Positioned for Value Creation


Fauji Fertilizer Company Limited is a public listed company with its business across Pakistan. Headquartered at Rawalpindi with marketing group office at Lahore, manufacturing plants at Goth Machhi and Mirpur Mathelo, we are one of the leading fertilizer manufacturers in Pakistan. We manufacture and market our own as well as associated company’s fertilizers in Pakistan. In addition to marketing of locally manufactured fertilizers Urea and DAP under the name Sona, we also import DAP, SOP, MOP, Boron and Zinc which are marketed as FFC DAP, FFC SOP, FFC MOP, Sona Boron and Sona Zinc.

There were no significant changes in size or capital structure during the year. We market and sell products throughout Pakistan covering all four provinces. Our products are used mainly in the agriculture sector. The products are shipped to dealers, institutional customers and direct customers. FFC does not sell any product that is banned in certain markets or which are a subject of stakeholders’ questions or public debate.

We require raw materials, packaging material, capital equipment, services, and other inputs for our operations. Our suppliers consist of local suppliers and foreign suppliers, including large companies, small privately held companies, contractors and small businesses. The major raw material and other components are procured locally while the materials and components which are not available in Pakistan are purchased from abroad.
We are not particularly dependent on any of our suppliers. Our supply chain is mixed including labor intensive and technology intensive. There were no major changes in the location, operations, and structure of the organization and its supply chain during the year.


We, being a responsible corporate citizen, not only abide by legal obligations but also strive to follow several externally developed voluntary initiatives in the areas of economic, environment and social management. We support the Sustainable Development Goals (SDGs) as agreed between the nations and foresee it as a step forward to resolve the world’s most critical issues and support an active role of business in helping the governments to meet the targets.

We do not provide substantial funding to these associations. However, events like exhibitions/seminars/workshops are sponsored. We remain engaged with these organizations on a continuous basis and actively take part in activities related to us. Our Agri. Services officers are members of the Soil Science Society of Pakistan and the annual subscription for each officer is borne by FFC.

Moreover, our R&D officials also hold honorary positions with international research organizations like University of Nottingham, British Geological Survey and Society for Environmental Geochemistry and Health (European Chapter). We participate in conferences, seminars and events organized by the Soil Sciences Society of Pakistan and give our input in public policy development.

  • United Nations Global Compact (UNGC) – Membership obtained on March 23, 2010
  • Marketing Association of Pakistan (MAP)
  • Fertilizer Manufacturers of Pakistan Advisory Council (FMPAC)
  • Fertilizer Industry Public Relations Committee (FIPRC)
  • International Fertilizer Industry Association
  • Arab Fertilizer Association
  • Farmers Association of Pakistan
  • Best sustainability report 2016 award by the joint committee of ICAP and ICMAP
  • Best presented report 2016 award by ICAP and ICMAP
  • Excellence certification for “Protect & Sustain” from the International Fertilizer Industry Associations (IFA)

— Data extract —
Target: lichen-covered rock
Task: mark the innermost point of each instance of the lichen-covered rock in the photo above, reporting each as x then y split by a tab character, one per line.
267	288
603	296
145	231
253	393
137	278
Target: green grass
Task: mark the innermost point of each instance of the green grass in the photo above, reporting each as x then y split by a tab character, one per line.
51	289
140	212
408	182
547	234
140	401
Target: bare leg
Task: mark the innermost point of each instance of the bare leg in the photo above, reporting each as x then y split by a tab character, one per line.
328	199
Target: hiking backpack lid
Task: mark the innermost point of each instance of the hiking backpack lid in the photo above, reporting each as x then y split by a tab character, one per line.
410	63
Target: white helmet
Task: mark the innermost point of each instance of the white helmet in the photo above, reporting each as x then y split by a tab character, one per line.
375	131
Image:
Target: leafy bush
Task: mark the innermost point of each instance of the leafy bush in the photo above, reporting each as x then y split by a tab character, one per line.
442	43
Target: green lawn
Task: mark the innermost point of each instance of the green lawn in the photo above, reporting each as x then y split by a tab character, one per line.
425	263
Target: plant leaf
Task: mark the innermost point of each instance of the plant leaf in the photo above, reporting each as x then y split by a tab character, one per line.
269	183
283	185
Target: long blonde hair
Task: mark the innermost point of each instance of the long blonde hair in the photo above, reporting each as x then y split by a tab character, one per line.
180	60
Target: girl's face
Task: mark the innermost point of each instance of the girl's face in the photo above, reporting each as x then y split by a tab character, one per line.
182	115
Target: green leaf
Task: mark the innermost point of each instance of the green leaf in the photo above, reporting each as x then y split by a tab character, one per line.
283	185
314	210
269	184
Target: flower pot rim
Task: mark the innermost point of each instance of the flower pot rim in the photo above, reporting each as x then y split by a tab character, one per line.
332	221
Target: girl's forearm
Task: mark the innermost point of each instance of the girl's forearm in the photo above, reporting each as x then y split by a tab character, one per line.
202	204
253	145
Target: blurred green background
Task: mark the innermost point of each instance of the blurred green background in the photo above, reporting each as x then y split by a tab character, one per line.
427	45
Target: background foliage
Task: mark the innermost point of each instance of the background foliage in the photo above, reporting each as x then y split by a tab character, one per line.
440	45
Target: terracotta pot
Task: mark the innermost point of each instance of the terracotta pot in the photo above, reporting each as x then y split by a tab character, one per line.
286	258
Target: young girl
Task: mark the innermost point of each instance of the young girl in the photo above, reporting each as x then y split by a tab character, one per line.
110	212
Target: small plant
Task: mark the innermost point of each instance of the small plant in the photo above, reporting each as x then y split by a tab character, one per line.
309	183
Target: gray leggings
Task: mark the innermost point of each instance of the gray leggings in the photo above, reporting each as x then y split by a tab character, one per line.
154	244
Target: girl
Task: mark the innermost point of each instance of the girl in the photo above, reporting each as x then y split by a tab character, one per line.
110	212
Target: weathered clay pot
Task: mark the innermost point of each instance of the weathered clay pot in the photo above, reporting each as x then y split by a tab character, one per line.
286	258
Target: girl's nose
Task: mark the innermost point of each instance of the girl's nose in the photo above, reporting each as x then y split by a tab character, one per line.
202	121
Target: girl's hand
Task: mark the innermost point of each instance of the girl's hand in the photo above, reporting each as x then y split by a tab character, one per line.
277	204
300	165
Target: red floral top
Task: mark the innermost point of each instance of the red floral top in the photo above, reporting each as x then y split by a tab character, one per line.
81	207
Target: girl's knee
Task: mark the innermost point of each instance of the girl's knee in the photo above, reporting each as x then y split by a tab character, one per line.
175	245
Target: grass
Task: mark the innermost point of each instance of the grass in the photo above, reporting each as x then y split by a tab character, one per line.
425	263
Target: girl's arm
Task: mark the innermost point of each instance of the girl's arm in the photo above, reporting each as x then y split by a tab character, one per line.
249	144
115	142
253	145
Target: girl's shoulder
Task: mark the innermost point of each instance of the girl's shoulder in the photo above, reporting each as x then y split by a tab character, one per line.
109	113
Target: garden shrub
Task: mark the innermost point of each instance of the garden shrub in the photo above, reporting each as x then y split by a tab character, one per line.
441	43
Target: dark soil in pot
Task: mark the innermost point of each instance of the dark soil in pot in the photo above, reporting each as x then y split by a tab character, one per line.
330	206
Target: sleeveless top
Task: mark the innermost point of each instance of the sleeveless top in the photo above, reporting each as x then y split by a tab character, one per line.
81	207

— Goal —
Repeat word for word the part of the Fauji Fertilizer company profile above that begins at the words "Moreover, our R&D" and stops after "Advisory Council (FMPAC)".

— Result of this task —
Moreover, our R&D officials also hold honorary positions with international research organizations like University of Nottingham, British Geological Survey and Society for Environmental Geochemistry and Health (European Chapter). We participate in conferences, seminars and events organized by the Soil Sciences Society of Pakistan and give our input in public policy development.

  • United Nations Global Compact (UNGC) – Membership obtained on March 23, 2010
  • Marketing Association of Pakistan (MAP)
  • Fertilizer Manufacturers of Pakistan Advisory Council (FMPAC)